AIM OF THE TASK:
In the color-mapping text, what two inputs does the initColorMap method take?

--- start EXCERPT PROVIDED ---

There are many possible approaches for such a color mapping. The simplest is sketched in the program below.
![Custom Color Maps Updated]()
The core of this snippet is the initColorMap method. It takes a number of interpolation steps and an array of colors to interpolate between. In the screenshot, these have been
- red
- red, green
- red, green, blue (like in the first image of the question)
- red, yellow, green, cyan, blue, magenta
- black, orange, white, blue, dark blue (an attempt to obtain a color map similar to that from the second image in the question)
- red, green, blue, sampled with a sine function
The method returns an int array containing the RGB values of the interpolated colors. This might be used directly. But for an improved versatility, these arrays are wrapped into a ColorMap1D interface, which offers a method that returns an RGB color for any given value between 0.0 and 1.0.

--- end EXCERPT PROVIDED ---
--- start DATA SUPPLIED ---

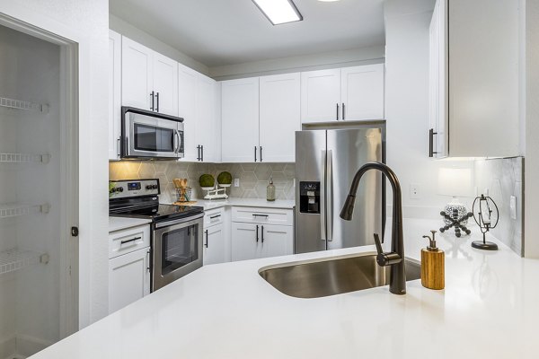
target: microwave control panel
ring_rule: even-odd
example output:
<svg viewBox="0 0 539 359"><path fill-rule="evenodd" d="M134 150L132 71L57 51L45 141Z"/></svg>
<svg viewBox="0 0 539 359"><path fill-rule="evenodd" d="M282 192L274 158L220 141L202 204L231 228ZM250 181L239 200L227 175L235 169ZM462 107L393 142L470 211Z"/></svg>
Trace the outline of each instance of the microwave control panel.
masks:
<svg viewBox="0 0 539 359"><path fill-rule="evenodd" d="M110 198L128 198L138 196L152 196L161 193L159 180L111 180Z"/></svg>

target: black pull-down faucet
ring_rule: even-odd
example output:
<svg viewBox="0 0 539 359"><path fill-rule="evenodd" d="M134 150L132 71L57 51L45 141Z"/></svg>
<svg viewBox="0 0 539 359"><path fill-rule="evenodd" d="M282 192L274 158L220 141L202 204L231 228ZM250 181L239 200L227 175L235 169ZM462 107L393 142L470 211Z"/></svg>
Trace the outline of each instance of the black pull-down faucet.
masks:
<svg viewBox="0 0 539 359"><path fill-rule="evenodd" d="M377 170L384 173L393 188L393 225L391 235L391 252L384 252L378 234L375 233L375 243L376 244L376 262L381 267L391 266L389 292L393 294L406 294L406 272L404 270L404 243L402 240L402 198L401 184L397 175L386 164L382 162L368 162L361 166L352 180L350 191L348 195L340 218L350 221L354 212L354 202L356 192L361 177L369 170Z"/></svg>

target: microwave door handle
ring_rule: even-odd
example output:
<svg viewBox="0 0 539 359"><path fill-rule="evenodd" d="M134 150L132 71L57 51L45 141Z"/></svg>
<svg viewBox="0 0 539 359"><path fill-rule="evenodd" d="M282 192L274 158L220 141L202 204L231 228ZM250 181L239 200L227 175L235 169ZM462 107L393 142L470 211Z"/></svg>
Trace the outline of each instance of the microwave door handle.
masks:
<svg viewBox="0 0 539 359"><path fill-rule="evenodd" d="M178 139L178 142L176 142L176 139ZM174 153L178 153L178 152L180 151L180 131L178 131L177 129L174 130Z"/></svg>

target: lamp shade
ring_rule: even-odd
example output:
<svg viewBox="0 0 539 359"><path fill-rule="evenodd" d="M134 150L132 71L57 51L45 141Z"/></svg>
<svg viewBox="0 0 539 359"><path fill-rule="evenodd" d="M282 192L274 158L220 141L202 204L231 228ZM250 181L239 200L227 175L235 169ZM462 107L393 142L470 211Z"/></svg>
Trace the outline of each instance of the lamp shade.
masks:
<svg viewBox="0 0 539 359"><path fill-rule="evenodd" d="M438 194L451 197L472 196L472 169L440 168Z"/></svg>

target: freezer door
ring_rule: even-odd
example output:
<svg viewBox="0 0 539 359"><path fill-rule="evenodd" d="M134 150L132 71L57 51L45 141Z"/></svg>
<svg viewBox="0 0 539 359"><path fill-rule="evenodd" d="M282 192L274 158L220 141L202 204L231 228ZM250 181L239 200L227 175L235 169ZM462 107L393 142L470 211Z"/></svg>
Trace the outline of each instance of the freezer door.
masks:
<svg viewBox="0 0 539 359"><path fill-rule="evenodd" d="M325 153L325 130L296 132L295 253L326 250Z"/></svg>
<svg viewBox="0 0 539 359"><path fill-rule="evenodd" d="M361 179L354 217L339 215L356 171L365 163L382 162L380 128L327 131L327 248L335 250L374 244L373 233L382 236L382 174L369 171Z"/></svg>

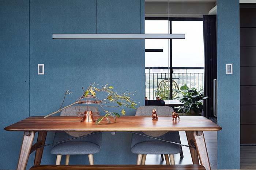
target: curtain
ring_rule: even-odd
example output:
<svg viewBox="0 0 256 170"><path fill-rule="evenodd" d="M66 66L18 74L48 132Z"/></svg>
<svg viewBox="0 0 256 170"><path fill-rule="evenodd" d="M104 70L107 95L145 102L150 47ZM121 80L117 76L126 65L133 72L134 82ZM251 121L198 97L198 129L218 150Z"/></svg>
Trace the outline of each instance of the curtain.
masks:
<svg viewBox="0 0 256 170"><path fill-rule="evenodd" d="M217 78L217 24L216 15L204 15L204 82L203 115L213 116L213 79Z"/></svg>

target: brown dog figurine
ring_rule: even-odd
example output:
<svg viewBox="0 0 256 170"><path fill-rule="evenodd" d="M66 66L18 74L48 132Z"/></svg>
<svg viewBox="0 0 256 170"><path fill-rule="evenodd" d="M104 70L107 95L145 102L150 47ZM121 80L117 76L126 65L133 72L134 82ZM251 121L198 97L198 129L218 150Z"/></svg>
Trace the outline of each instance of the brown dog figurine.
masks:
<svg viewBox="0 0 256 170"><path fill-rule="evenodd" d="M157 120L158 119L158 116L157 114L157 110L152 110L152 120Z"/></svg>
<svg viewBox="0 0 256 170"><path fill-rule="evenodd" d="M172 116L173 116L173 121L175 119L175 121L177 120L177 118L179 118L179 120L180 120L180 116L179 116L179 115L177 113L176 113L176 112L175 111L174 112L172 112Z"/></svg>

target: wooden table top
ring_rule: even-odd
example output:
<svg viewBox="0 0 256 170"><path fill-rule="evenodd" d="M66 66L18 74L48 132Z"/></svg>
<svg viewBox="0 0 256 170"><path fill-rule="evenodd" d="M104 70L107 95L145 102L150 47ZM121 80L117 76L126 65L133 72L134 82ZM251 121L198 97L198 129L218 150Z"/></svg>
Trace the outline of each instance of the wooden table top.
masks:
<svg viewBox="0 0 256 170"><path fill-rule="evenodd" d="M165 105L169 106L180 106L184 105L183 103L178 100L167 100L163 101L165 101Z"/></svg>
<svg viewBox="0 0 256 170"><path fill-rule="evenodd" d="M217 131L222 128L200 116L180 116L180 120L172 116L159 116L157 121L151 116L122 116L110 123L105 120L97 124L82 122L78 116L29 117L4 129L9 131Z"/></svg>

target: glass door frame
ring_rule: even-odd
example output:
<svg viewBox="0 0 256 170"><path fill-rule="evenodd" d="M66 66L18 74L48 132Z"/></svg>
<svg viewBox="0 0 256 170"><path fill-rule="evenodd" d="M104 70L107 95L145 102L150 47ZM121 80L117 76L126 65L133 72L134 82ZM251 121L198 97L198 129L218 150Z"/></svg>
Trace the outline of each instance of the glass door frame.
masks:
<svg viewBox="0 0 256 170"><path fill-rule="evenodd" d="M170 24L170 33L172 33L172 21L203 21L203 25L204 25L204 20L203 18L203 17L145 17L145 20L169 20L169 21ZM203 35L204 36L204 27L203 28ZM185 38L186 37L186 35L185 35ZM169 69L169 73L170 74L170 76L169 76L169 78L170 79L170 81L169 82L169 87L172 87L172 88L170 88L170 96L169 97L170 99L172 99L172 81L173 81L173 76L172 74L173 73L173 70L172 66L172 39L170 39L170 65L168 67ZM171 73L172 74L172 76L171 76Z"/></svg>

--- end DATA SUPPLIED ---

ANSWER BELOW:
A number of interpolation steps and an array of colors to interpolate between.